Extracted data below:

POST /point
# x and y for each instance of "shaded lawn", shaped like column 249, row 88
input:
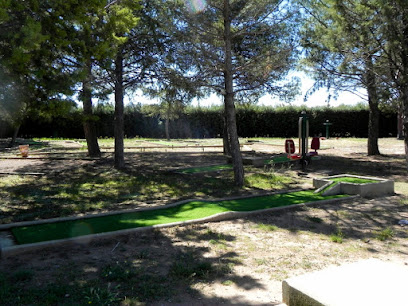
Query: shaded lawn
column 189, row 211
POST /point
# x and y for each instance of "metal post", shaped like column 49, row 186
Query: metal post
column 327, row 124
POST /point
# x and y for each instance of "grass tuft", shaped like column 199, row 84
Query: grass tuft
column 385, row 234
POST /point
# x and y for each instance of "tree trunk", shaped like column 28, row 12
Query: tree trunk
column 404, row 96
column 15, row 134
column 167, row 122
column 225, row 137
column 374, row 113
column 119, row 113
column 400, row 123
column 89, row 121
column 229, row 100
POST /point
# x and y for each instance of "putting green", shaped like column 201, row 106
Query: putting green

End of Extracted data.

* [What the task requires]: Your task is to transcribe the line containing "201, row 106" and every line after it, through the last line of the data, exactly as written and with nothing more.

* [The answer]:
# x and y for each instance of "putting green", shaped like column 201, row 106
Query: putting green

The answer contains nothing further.